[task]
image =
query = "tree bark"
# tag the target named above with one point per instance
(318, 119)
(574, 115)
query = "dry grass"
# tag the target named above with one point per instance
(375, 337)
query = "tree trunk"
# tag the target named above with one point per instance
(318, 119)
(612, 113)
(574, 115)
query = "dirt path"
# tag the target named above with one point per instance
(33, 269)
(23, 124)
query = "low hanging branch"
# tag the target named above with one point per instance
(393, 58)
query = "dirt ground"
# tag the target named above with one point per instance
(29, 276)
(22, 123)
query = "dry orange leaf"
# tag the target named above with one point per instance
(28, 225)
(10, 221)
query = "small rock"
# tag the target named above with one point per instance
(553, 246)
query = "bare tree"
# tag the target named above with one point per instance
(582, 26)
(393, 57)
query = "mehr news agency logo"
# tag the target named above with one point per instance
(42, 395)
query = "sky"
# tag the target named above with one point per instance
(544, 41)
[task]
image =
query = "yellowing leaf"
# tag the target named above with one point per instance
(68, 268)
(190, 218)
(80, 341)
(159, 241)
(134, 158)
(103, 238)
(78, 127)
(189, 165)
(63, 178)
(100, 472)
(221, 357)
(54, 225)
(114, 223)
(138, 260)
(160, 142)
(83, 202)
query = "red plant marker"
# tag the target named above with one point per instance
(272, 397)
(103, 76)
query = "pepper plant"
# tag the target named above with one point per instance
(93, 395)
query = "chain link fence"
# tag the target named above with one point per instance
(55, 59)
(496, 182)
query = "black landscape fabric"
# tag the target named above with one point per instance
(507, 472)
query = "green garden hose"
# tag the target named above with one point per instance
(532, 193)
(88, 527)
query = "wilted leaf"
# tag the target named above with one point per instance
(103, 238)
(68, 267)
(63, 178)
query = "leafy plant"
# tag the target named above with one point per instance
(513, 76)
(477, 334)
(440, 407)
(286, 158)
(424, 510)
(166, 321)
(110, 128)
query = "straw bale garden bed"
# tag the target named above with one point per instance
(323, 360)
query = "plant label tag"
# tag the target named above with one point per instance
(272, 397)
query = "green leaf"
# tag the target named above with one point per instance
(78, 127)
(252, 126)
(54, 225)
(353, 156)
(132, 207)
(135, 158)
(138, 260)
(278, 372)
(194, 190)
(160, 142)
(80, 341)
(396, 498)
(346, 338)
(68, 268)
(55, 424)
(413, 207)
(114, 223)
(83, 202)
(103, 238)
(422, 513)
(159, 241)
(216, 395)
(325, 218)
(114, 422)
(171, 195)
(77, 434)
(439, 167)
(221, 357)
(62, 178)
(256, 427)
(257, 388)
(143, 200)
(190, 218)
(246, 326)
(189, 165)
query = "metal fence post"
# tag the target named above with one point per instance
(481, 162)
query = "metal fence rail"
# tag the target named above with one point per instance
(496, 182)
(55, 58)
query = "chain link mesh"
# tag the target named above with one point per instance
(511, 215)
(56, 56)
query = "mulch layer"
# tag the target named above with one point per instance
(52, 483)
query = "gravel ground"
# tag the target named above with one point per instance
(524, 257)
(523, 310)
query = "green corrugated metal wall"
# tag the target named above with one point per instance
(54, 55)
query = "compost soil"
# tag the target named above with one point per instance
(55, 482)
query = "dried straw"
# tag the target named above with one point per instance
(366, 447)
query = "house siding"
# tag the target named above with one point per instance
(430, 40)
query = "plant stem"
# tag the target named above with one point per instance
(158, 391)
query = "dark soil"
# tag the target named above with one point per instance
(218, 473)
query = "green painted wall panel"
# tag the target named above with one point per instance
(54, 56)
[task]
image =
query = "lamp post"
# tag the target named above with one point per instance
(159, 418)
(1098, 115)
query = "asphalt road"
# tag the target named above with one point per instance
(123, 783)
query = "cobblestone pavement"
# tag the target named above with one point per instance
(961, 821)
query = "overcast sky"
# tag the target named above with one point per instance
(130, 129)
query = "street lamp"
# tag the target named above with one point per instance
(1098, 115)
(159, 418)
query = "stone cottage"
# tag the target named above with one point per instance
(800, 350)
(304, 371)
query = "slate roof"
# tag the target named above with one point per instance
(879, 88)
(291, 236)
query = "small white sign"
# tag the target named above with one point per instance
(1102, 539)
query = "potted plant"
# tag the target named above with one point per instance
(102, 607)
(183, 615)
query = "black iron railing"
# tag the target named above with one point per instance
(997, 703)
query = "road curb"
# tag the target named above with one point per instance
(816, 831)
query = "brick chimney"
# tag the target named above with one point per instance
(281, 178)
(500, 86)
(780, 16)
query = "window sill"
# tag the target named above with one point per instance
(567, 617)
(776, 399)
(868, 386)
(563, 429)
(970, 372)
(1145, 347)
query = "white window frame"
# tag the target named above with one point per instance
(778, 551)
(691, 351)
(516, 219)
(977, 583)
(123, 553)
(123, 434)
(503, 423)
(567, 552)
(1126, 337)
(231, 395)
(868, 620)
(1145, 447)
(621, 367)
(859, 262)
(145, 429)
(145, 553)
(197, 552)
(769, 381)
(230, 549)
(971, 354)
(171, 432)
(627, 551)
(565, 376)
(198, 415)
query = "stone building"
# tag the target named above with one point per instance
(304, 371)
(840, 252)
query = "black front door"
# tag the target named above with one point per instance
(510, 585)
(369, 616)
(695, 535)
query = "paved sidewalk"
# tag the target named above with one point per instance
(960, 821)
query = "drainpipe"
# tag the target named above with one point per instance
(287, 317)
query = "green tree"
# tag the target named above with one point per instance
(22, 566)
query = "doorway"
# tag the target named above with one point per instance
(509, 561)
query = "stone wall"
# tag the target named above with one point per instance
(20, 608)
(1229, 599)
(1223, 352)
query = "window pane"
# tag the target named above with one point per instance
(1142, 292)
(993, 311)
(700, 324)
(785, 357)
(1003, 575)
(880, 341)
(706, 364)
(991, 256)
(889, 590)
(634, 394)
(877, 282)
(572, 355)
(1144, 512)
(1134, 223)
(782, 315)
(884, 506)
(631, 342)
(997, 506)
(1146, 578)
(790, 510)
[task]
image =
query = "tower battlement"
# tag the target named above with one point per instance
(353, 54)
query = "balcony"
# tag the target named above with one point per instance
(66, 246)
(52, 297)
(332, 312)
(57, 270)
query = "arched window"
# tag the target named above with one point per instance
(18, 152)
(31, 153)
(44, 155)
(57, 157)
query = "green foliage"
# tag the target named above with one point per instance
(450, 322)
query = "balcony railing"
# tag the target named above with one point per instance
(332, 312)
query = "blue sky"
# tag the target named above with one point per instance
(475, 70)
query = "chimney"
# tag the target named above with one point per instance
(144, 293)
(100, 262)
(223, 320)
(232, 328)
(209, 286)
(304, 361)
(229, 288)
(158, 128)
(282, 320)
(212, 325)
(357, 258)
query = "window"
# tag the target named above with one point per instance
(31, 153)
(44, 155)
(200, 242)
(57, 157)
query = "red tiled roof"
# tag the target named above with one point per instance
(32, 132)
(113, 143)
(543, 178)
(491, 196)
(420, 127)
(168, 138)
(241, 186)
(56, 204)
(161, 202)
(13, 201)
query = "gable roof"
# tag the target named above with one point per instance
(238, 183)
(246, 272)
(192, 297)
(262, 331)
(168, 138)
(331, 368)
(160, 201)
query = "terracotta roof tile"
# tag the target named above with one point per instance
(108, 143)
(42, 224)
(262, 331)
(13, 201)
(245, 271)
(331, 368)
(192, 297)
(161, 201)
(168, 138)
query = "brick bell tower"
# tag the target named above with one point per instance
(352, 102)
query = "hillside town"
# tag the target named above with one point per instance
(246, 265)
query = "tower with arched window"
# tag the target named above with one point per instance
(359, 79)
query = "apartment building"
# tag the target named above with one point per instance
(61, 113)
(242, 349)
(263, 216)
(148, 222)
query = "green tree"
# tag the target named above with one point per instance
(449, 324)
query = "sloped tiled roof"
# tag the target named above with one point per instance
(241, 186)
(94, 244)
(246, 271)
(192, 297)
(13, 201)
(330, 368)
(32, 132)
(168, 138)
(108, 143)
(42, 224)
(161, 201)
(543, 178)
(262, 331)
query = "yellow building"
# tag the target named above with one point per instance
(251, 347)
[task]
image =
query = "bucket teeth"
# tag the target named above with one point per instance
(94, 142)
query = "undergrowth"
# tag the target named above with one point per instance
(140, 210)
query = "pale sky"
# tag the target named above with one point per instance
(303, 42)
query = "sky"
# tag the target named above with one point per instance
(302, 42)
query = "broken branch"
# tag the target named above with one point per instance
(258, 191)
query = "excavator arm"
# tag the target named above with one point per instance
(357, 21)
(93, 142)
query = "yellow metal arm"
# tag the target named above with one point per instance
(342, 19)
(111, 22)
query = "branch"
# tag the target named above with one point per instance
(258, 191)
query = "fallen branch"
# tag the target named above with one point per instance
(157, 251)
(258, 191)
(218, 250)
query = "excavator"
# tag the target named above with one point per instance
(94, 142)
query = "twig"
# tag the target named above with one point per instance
========
§ **Work to do**: How many lines in the records above contain the word "small"? Give only the number.

§ **Response**: 2